- _Your assignment_
In the passage on anti-amyloid drugs, set down word for word the part that opens with the words containing "But combining data" and closes with "questions from Endpoints.".
══ Passage to read ══
The dispute over whether amyloid has led the field astray — or worse, hijacked and blocked out promising alternative theories — has been roiling for years. Neuroscientists who are sticking to their guns often note that the earliest studies of amyloid-targeting drugs were tested in people already in the throes of dementia. In retrospect, scientists say those treatments were too little too late.
There’s a variety of other arguments for why earlier attempts to target amyloid have failed. Some studies were done in people who had memory loss but turned out to not have amyloid plaques in the brain. Today, many companies use imaging molecules to make sure the patients they enroll in their studies actually have brains full of the plaques they are trying to remove.
The type of amyloid that the drug targets may be important too. Older drugs like Lilly’s solanezumab that targeted free-floating forms of the protein failed to show a benefit in clinical studies. The commercialized drugs targeting smaller clumps of the protein, like Leqembi, or specific forms of the plaques, like Kisunla, showed modest but statistically significant slowing of cognitive decline.
An Eisai spokesperson told Endpoints that the Cochrane review was “scientifically deeply flawed by inappropriately combining ineffective antibodies and failed studies with effective, regulatory-approved anti-amyloid treatments.” A Lilly spokesperson echoed that sentiment and said that pooling failed drugs with approved ones “dilutes the observed benefit and produces class-level conclusions that do not reflect the evidence for any individual approved therapy.”
But combining data from disparate drugs may have had an unintended effect: making the medicines look safer than they really are. The risks of brain bleeding and swelling have only become prominent with the FDA-approved medicines. The Cochrane review concluded that there was probably “little to no difference” in symptomatic brain bleeding and swelling, risks that have been at the heart of the debate about whether the modest benefits of the drugs are worth it.
McDade said that pooling all these studies together “underestimates the risk and benefit” of the two commercialized medicines, which “have the most consistent clinical benefit, which was modest and has been recognized as modest.”
The Cochrane review authors, based at the Institute of Neurological Sciences of Bologna in Italy, did not immediately respond to questions from Endpoints.
═══
══ Raw data ══
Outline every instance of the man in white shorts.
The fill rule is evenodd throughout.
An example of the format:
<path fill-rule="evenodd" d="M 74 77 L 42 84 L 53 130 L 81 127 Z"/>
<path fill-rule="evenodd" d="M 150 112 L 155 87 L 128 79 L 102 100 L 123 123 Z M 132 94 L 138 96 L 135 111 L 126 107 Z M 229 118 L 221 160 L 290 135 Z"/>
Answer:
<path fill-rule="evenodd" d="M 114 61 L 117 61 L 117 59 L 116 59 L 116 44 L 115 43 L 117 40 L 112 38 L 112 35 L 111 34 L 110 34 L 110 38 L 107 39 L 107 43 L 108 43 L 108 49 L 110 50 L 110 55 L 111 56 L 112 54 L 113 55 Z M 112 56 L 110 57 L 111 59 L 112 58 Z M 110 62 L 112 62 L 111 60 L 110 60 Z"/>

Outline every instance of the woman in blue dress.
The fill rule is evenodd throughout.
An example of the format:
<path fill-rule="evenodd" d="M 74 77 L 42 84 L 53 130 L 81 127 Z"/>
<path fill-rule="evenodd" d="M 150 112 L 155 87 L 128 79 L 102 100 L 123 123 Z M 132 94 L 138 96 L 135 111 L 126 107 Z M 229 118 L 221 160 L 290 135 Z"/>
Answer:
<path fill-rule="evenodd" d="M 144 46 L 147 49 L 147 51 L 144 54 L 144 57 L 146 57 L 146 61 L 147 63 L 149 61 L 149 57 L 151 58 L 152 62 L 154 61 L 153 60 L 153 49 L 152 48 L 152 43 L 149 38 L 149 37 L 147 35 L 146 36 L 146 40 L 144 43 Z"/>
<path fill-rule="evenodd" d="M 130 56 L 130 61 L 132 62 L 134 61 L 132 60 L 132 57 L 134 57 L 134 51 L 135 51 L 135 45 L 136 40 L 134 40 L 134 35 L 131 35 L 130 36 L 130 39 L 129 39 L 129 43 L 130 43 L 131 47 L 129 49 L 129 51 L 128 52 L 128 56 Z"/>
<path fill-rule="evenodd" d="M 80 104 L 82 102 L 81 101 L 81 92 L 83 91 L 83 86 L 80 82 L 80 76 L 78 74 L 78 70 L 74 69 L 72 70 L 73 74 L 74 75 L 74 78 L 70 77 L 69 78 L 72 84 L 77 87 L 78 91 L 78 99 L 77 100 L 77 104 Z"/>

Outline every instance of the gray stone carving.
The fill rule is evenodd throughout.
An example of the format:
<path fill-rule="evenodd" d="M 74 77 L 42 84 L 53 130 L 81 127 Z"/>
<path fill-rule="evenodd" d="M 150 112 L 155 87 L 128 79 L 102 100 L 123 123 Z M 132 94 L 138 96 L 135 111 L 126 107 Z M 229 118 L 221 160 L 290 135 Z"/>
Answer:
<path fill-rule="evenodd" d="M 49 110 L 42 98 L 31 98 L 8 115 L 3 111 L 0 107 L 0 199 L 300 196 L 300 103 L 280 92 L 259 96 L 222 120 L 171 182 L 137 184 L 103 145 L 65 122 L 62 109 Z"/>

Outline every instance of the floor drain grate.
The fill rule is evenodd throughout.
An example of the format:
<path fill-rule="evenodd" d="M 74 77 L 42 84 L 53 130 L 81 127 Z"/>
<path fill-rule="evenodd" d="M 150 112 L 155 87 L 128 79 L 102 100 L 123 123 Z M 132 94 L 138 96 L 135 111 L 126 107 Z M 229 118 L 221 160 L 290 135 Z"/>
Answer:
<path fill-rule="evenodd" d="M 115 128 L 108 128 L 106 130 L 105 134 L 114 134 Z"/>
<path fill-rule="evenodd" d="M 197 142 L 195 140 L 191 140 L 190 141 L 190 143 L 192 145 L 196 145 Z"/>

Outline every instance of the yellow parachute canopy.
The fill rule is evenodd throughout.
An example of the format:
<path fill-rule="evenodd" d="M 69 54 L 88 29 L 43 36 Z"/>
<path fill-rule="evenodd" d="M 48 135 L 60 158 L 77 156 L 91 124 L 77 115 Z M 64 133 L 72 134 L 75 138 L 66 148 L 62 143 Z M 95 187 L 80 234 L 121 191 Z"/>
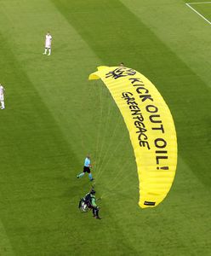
═══
- _Completed exercise_
But combining data from disparate drugs may have had an unintended effect: making the medicines look safer than they really are. The risks of brain bleeding and swelling have only become prominent with the FDA-approved medicines. The Cochrane review concluded that there was probably “little to no difference” in symptomatic brain bleeding and swelling, risks that have been at the heart of the debate about whether the modest benefits of the drugs are worth it.
McDade said that pooling all these studies together “underestimates the risk and benefit” of the two commercialized medicines, which “have the most consistent clinical benefit, which was modest and has been recognized as modest.”
The Cochrane review authors, based at the Institute of Neurological Sciences of Bologna in Italy, did not immediately respond to questions from Endpoints.